** EXERCISE DATA follows **
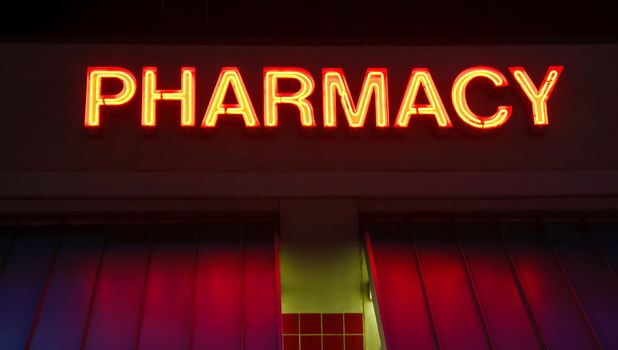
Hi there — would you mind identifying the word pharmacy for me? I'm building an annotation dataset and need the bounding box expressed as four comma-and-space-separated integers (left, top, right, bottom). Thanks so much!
84, 66, 563, 130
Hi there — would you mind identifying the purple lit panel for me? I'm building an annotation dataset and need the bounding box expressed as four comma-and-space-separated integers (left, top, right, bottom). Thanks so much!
547, 221, 618, 349
502, 221, 600, 350
0, 229, 59, 349
30, 231, 104, 350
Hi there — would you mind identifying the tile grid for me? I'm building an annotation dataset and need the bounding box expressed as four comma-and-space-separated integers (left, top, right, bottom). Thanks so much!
282, 313, 364, 350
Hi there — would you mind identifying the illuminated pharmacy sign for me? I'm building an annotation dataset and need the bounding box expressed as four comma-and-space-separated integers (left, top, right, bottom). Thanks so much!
84, 66, 562, 130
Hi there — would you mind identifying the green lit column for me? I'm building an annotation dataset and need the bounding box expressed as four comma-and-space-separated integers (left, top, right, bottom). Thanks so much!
279, 199, 381, 350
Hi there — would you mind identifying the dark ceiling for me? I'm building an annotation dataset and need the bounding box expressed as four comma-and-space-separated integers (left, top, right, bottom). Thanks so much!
0, 0, 616, 44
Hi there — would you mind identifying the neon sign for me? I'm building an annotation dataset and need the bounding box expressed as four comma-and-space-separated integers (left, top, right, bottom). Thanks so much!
84, 66, 563, 130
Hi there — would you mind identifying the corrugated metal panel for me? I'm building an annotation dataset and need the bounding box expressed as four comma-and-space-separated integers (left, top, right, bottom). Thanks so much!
30, 229, 105, 349
0, 223, 281, 350
84, 227, 151, 350
367, 219, 618, 350
0, 228, 59, 350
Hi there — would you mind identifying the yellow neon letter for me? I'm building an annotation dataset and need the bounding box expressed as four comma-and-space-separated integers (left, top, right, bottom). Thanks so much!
452, 67, 511, 129
142, 67, 196, 128
323, 68, 389, 128
394, 69, 451, 128
509, 66, 563, 126
84, 67, 137, 128
202, 67, 260, 128
264, 68, 315, 127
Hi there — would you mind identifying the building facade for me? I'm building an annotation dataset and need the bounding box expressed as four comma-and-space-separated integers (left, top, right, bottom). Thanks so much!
0, 15, 617, 350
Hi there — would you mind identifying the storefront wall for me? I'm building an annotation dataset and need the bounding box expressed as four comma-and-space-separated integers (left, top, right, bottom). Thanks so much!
0, 43, 617, 350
** End of EXERCISE DATA **
Go through the records above and write out every line exactly, passing over the pictures.

● **EXERCISE RESULT**
Hi there — would you mind identifying the word pharmacy for me? I'm building an annotation dataset and need the bounding box expressed as four comma-and-space-separated integers (left, top, right, bottom). Thanks so much!
84, 66, 563, 130
Hi there — would you mind identifying the purple lit panel for me? I'm building an annotation dataset and need the bounding box expressed as four comma-and-space-separated integers (left, top, right, bottom). Thanks so much!
547, 221, 618, 349
502, 221, 600, 350
0, 229, 59, 349
30, 231, 104, 350
Hi there — would you mind identifying the tile grid for me? I'm building an annotation dataset and need the bounding box expressed as four comma-and-space-separated integers (left, top, right, bottom). Thanks so much!
282, 313, 364, 350
Hi there — would you mind identifying the illuminated pharmacy sign for me? I'm building an annotation dataset and need the bounding box expressed as four comma-and-space-separated integers (left, top, right, bottom). Thanks so much!
84, 66, 562, 130
Hi there — would you mind identifying the green lit column for me? I'm building an annotation dataset and need the bounding box expressed as four comma-and-space-separated integers (left, top, right, bottom). Thanks so much!
279, 199, 381, 350
Hi there — would you mind identifying the dark ceiling for me? I'm building an annotation dataset and need the bounding box expressed as four comma-and-space-separated integers (left, top, right, bottom). Thanks so much!
0, 0, 616, 44
Hi there — would you mind identifying the neon sign for me? I'm building an annotation dataset and need the bounding box expressed as four comma-and-space-separated integers (left, top, right, bottom). Thanks so much!
84, 66, 563, 130
Hi there — would you mind identifying the corrugated metal panel for me? I'm building an annotation dataset and need the bounding box expressed as four comma-and-space-separated integers (left, top, right, bottom). Thanks so much!
30, 229, 105, 349
0, 223, 281, 350
84, 227, 151, 350
367, 219, 618, 350
0, 228, 59, 350
Hi there — would you mind identifying the yellow neon letter for me? I'm building an annotation dataset and need the bounding box expressed as four comma-and-space-separated integers (left, top, right, bottom). Thanks so much!
452, 67, 511, 129
142, 67, 196, 128
323, 68, 389, 128
394, 69, 451, 128
509, 66, 563, 126
84, 67, 137, 128
202, 67, 260, 128
264, 68, 315, 127
Hi there — would you mind identifying the building facade for me? I'm building an annotation dataset and need the bounding box expressed as four comma-and-space-separated integers (left, top, right, bottom). Thanks so much!
0, 15, 617, 350
Hi there — would you mind identifying the storefront wall for me? I'm building an annotation dataset and need the bounding box expressed as four comma-and-space-separated integers (left, top, right, bottom). Thanks so much!
0, 43, 617, 350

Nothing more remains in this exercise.